OBJECTIVE:
Count the lines in the records below that contain the string "pink" with matching case, and give only that number.

RECORDS PROVIDED:
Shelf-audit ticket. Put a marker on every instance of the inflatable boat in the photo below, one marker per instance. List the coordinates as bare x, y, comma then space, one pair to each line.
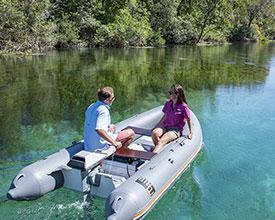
131, 180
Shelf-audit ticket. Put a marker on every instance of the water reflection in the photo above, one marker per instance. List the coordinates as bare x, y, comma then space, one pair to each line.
43, 98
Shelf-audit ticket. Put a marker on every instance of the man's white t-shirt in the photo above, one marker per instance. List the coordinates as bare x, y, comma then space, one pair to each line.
97, 116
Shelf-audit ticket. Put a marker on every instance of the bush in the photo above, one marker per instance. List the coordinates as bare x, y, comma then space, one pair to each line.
127, 30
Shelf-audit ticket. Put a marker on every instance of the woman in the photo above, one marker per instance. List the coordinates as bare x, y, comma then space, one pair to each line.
176, 113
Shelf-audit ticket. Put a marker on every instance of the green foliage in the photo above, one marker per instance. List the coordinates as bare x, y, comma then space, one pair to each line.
24, 25
29, 25
127, 30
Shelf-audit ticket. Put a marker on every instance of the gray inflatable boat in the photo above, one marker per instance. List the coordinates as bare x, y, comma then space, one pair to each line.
132, 180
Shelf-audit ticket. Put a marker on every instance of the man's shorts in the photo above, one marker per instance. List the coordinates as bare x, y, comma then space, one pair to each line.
123, 136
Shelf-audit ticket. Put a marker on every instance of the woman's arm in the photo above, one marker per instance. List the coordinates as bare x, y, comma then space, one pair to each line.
189, 122
160, 122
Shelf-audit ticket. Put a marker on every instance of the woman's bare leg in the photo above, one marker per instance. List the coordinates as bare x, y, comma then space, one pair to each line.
166, 138
131, 135
156, 134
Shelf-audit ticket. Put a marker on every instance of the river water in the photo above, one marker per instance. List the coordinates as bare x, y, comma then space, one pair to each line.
230, 88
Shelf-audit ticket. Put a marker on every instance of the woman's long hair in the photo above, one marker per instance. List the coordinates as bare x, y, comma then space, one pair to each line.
177, 89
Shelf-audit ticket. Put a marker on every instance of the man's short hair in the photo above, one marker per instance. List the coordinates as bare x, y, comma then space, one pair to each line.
104, 93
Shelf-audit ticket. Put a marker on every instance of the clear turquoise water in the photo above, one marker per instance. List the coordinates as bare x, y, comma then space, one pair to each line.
230, 88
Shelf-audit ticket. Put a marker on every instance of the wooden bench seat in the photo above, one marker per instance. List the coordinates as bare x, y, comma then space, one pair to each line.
129, 153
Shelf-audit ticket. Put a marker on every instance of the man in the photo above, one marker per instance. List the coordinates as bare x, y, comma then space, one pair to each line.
99, 133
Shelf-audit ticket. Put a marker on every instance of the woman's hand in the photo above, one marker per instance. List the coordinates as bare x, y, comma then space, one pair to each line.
190, 135
112, 128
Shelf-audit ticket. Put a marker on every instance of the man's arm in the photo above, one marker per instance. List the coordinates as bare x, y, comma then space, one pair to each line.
102, 133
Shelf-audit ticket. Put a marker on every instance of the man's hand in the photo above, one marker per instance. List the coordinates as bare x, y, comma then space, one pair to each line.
117, 144
112, 128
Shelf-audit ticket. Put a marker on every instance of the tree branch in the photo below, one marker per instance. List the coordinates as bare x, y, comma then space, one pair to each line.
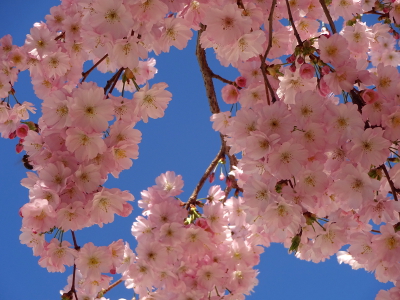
103, 292
208, 75
270, 26
86, 74
112, 81
296, 33
213, 164
328, 16
383, 167
263, 66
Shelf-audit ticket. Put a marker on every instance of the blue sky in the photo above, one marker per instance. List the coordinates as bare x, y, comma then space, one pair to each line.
183, 141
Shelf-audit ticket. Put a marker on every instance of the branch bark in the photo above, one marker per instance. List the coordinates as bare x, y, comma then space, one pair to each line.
208, 75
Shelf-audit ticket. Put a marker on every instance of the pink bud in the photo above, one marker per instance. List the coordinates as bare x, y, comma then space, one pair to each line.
230, 94
324, 89
211, 177
291, 58
307, 71
370, 96
228, 182
241, 81
325, 70
19, 148
221, 176
22, 131
12, 135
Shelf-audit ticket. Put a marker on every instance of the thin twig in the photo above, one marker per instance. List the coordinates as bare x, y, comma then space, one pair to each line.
328, 16
77, 248
216, 76
383, 167
296, 33
210, 168
111, 80
116, 80
270, 26
267, 85
214, 108
263, 66
103, 292
207, 74
86, 74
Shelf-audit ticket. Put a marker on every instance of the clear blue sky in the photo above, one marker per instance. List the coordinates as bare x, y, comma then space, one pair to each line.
183, 141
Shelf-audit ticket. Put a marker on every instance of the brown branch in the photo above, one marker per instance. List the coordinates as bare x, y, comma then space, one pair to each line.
263, 66
77, 248
270, 26
213, 164
208, 75
328, 16
86, 74
116, 80
216, 76
113, 80
394, 192
103, 292
296, 33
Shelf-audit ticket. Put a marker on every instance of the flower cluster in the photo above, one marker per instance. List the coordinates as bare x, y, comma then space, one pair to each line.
317, 172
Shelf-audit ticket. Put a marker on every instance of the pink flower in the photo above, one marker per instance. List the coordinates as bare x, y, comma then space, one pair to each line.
22, 131
370, 96
38, 215
334, 49
92, 261
111, 16
307, 71
286, 161
169, 184
370, 148
90, 110
57, 255
84, 145
176, 32
226, 25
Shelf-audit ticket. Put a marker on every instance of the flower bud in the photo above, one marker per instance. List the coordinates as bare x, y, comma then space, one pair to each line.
241, 81
22, 131
19, 148
211, 177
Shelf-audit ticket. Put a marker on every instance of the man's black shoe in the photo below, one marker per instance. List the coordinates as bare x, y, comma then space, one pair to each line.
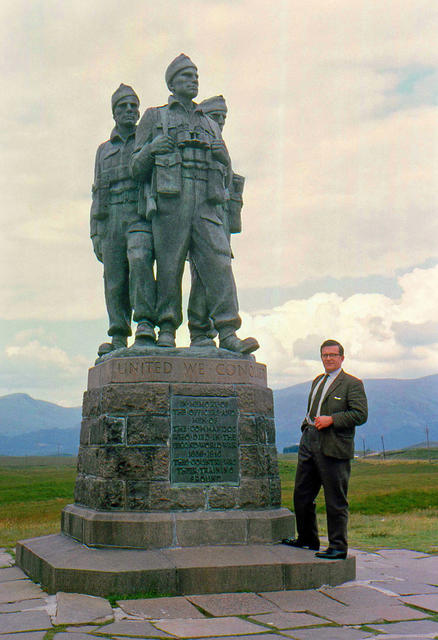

OUTPUT:
2